_PASSAGE PROVIDED_
+-------+

The goal is to find the highest prime factor of an integer N.
This can be solved very quickly using a modified Prime Sieve (aka the Sieve of Eratosthenes): an array that keeps track of the largest prime factor of all the integers in the range of numbers that we care about. Because the maximum serial number is 20,000, it's easy to create an array that big whose values are the largest prime factor of each of its indices.
Since we scan the array starting at the smaller integers, marking each prime factor will overwrite smaller primes and the largest factor will be stored.
The factor-marking algorithm runs in approximately O(NlogN) time.
It is now a simple matter to run through each input integer to find the one with the largest factor; this will run in O(N).
#include <stdio.h>
#define MAXN 20000
int factor[MAXN+1]; /* global: init'd to 0 */
main () {
FILE *fin = fopen ("bigfact.in", "r");
FILE *fout = fopen ("bigfact.out", "w");
int i, j, n, input, bestserial, biggestfactor = 0;
factor [1] = 1;
for (i = 2; i <= MAXN; i++) {
if (factor[i] != 0) continue;
for (j = i; j <= MAXN; j += i)
factor[j] = i;
}
fscanf (fin, "%d", &n);
for (i = 0; i < n; i++) {
fscanf (fin, "%d", &input);
if (factor[input] > biggestfactor) {
biggestfactor = factor[input];
bestserial = input;
}
}
fprintf(fout, "%d\n", bestserial);
exit (0);
}
Other solutions in other languages (and algorithms) follow.
This is Poland junior Tomasz Kulczynski's C++ solution to bigfact:
#include <cstdio>
using namespace std;
int max_fact (int x) {
int i;
for (i = 2; i*i <= x; i++)
while ((x%i)!=0 && x > i)
x /= i;
return x;
}
int main() {
freopen ("bigfact.in", "r", stdin);
freopen ("bigfact.out", "w", stdout);
int n, ret, i, x, e=-1, y;
scanf ("%d", &n);
for (i = 0; i < n; i++) {
scanf ("%d", &x);
y = max_fact (x);
if (y > e) {
e = y;
ret = x;
}
}
printf("%d\n",ret);
return 0;
}
This is USA senior Adam Pantel's Java solution to bigfact:
import java.io.*;
import java.util.*;
class bigfact {
public static void main (String [] args) throws IOException {
RandomAccessFile f = new RandomAccessFile ("bigfact.in", "r");
PrintWriter out = new PrintWriter(new BufferedWriter(new FileWriter("bigfact.out")));
int numCows = Integer.parseInt (f.readLine ());
int[]all = new int[numCows];
for (int i = 0; i < numCows; i++) {
all[i] = Integer.parseInt (f.readLine ());
}
int m = 0;
int m2 =0;
for (int i = 0; i < all.length; i++) {
int j = prFact (all[i]);
System.out.println (""+all[i]+" "+j);
if (j > m){
m2 = all[i];
m = j;
}
}
out.println (m2);
out.close ();
System.exit (0);
}
public static int prFact (int x) {
int m = 1;
for(int i = 2; i<=x; i++) {
if(x % i == 0) {
m=i;
while (x%i==0)

+-------+

_LISTING_

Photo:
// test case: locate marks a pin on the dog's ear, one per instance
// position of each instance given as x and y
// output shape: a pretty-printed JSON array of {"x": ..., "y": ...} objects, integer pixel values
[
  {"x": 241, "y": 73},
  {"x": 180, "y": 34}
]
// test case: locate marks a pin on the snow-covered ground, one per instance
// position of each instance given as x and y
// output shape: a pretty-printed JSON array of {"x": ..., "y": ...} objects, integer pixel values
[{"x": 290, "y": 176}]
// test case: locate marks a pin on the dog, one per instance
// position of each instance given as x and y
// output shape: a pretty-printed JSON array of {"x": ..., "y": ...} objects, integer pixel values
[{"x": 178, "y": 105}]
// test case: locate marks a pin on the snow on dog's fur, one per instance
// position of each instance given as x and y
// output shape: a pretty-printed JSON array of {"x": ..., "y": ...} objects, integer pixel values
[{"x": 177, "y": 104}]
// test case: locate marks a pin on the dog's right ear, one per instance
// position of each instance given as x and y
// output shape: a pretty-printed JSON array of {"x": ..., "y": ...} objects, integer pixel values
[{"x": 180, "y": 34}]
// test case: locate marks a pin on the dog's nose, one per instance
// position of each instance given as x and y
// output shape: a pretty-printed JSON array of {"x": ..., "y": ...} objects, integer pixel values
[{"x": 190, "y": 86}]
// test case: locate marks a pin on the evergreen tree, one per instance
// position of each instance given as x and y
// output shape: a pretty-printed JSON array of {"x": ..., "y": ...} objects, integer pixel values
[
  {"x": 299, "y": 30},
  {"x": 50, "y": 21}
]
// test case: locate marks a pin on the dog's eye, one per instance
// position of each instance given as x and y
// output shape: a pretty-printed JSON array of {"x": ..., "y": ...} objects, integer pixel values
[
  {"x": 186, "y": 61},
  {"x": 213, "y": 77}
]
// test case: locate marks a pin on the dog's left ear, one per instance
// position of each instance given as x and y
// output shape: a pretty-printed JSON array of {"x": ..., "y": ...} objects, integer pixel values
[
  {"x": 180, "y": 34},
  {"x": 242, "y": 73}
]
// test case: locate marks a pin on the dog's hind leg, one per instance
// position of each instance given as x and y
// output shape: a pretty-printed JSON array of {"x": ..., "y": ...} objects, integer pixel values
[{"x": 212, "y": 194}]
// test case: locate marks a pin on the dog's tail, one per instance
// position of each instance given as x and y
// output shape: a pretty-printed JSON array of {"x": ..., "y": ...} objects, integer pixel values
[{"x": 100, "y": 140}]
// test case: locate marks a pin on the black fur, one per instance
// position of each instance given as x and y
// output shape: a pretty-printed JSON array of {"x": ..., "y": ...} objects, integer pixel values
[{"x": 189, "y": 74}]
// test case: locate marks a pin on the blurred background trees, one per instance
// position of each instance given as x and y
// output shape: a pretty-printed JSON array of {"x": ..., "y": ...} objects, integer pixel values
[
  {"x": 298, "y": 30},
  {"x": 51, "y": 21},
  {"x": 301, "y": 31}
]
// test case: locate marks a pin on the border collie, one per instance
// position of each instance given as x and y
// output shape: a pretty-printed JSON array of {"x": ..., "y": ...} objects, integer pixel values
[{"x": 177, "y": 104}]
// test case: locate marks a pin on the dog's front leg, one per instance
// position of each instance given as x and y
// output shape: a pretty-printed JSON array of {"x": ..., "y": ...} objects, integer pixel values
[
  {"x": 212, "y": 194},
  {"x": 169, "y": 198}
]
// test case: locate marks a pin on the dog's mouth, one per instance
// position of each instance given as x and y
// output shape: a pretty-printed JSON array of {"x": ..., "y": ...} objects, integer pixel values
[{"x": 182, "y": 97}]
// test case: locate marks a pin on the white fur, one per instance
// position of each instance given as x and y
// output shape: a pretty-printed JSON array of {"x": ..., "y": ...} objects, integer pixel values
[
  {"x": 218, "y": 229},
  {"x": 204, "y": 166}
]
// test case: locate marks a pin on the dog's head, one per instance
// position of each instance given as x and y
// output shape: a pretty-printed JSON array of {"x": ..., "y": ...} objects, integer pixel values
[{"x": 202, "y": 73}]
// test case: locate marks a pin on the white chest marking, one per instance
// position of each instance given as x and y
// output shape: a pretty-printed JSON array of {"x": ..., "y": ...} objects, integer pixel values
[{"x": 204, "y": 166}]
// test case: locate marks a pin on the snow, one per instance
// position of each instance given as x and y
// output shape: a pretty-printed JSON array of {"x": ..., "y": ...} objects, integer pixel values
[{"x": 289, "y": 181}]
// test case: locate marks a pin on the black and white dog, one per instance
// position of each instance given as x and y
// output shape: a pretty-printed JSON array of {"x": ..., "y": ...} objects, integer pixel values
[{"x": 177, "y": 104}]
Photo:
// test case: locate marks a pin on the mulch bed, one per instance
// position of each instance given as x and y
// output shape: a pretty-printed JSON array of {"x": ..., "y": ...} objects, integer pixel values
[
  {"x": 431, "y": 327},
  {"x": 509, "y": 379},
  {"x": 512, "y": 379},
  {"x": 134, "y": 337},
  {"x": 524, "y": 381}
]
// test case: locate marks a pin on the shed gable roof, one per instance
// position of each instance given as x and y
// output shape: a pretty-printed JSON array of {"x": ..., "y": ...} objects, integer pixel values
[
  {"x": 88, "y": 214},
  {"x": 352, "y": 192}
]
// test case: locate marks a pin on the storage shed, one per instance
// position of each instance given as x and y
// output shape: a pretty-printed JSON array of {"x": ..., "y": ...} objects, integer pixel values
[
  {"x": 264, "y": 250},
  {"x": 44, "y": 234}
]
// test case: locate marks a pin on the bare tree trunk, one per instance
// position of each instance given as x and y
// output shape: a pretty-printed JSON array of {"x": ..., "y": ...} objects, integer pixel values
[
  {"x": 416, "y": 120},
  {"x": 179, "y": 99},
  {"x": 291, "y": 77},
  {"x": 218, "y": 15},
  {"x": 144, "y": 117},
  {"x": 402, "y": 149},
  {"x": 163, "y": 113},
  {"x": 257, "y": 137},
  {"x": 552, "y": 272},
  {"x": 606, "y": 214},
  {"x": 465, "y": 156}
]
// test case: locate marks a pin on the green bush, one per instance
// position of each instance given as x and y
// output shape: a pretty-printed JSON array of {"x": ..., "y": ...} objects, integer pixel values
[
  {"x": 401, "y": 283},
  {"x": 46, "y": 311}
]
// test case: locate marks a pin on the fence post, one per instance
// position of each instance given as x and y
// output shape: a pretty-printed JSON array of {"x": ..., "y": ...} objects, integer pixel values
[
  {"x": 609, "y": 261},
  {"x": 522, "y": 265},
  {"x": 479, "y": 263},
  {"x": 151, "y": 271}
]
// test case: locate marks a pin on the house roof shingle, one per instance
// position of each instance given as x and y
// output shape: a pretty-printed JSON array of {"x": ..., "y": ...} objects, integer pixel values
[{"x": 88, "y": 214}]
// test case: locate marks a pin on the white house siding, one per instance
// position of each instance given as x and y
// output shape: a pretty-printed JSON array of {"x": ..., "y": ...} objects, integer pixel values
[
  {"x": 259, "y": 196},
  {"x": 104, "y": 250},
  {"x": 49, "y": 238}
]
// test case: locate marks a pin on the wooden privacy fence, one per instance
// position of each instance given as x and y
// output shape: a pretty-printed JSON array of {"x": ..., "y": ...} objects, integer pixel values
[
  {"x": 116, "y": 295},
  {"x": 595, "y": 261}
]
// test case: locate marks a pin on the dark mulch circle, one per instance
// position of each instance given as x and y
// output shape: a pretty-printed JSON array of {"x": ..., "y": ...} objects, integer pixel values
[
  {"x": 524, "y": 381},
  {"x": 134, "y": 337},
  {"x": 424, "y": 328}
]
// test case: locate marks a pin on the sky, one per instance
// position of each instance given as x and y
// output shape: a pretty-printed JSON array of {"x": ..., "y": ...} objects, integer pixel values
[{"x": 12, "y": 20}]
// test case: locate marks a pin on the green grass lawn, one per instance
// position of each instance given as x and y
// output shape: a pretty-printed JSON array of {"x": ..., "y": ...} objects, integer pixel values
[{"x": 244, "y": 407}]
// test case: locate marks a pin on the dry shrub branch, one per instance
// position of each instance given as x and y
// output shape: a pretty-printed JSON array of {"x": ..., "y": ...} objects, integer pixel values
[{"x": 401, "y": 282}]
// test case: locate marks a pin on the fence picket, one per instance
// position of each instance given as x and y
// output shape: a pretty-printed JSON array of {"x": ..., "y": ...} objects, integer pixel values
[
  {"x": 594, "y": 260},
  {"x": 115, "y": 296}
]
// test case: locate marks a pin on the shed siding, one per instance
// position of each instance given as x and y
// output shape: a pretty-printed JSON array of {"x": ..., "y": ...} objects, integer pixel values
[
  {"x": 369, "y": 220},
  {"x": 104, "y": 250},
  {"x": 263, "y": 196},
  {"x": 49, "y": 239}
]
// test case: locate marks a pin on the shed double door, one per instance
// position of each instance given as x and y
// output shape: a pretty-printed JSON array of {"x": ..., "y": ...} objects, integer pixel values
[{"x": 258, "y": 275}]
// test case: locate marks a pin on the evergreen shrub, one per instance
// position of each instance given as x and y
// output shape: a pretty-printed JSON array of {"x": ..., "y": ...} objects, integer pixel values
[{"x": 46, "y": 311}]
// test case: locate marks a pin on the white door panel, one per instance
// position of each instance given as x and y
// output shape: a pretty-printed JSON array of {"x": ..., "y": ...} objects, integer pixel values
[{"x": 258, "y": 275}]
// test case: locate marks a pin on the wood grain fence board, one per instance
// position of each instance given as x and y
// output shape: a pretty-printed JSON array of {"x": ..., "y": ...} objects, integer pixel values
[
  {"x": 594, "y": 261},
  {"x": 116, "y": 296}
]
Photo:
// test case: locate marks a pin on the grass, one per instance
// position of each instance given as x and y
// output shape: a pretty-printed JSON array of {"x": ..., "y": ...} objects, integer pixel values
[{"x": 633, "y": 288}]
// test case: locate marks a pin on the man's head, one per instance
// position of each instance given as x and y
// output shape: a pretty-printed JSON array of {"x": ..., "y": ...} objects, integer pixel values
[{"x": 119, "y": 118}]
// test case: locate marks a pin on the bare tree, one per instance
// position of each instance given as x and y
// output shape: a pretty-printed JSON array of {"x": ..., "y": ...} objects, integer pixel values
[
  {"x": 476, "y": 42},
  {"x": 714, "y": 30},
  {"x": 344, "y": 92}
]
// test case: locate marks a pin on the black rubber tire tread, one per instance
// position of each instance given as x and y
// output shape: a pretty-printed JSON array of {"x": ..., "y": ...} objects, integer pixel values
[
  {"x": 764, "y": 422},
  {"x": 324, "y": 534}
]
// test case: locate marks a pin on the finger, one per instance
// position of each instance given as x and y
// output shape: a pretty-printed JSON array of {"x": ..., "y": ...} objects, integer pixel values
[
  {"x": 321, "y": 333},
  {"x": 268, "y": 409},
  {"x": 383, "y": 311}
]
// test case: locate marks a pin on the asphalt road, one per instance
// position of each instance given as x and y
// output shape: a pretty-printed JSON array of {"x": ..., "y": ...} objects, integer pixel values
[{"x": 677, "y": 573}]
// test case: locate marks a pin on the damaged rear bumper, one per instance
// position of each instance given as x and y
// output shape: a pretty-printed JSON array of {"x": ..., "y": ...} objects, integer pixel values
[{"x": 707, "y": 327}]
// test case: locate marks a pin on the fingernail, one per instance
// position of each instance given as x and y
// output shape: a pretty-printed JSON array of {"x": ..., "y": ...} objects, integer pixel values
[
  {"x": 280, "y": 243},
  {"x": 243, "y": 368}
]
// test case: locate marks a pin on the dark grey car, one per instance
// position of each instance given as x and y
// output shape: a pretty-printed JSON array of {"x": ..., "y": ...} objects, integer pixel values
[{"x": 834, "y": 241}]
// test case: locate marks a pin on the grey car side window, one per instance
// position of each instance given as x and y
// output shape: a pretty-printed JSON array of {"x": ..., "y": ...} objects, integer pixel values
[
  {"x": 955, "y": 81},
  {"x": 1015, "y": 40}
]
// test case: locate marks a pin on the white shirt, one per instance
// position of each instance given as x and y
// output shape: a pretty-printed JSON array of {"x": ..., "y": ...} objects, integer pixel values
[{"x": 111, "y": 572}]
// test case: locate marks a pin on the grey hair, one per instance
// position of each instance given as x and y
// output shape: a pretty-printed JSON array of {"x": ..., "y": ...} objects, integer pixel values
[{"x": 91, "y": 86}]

+-------+

_INSTRUCTION_
Answer these questions using the page on finding the largest prime factor, shown above.
(a) What is the maximum serial number?
(b) About how long does the factor-marking algorithm take to run?
(c) In what language is Adam Pantel's solution written?

_RESULT_
(a) 20,000
(b) Approximately O(NlogN) time
(c) Java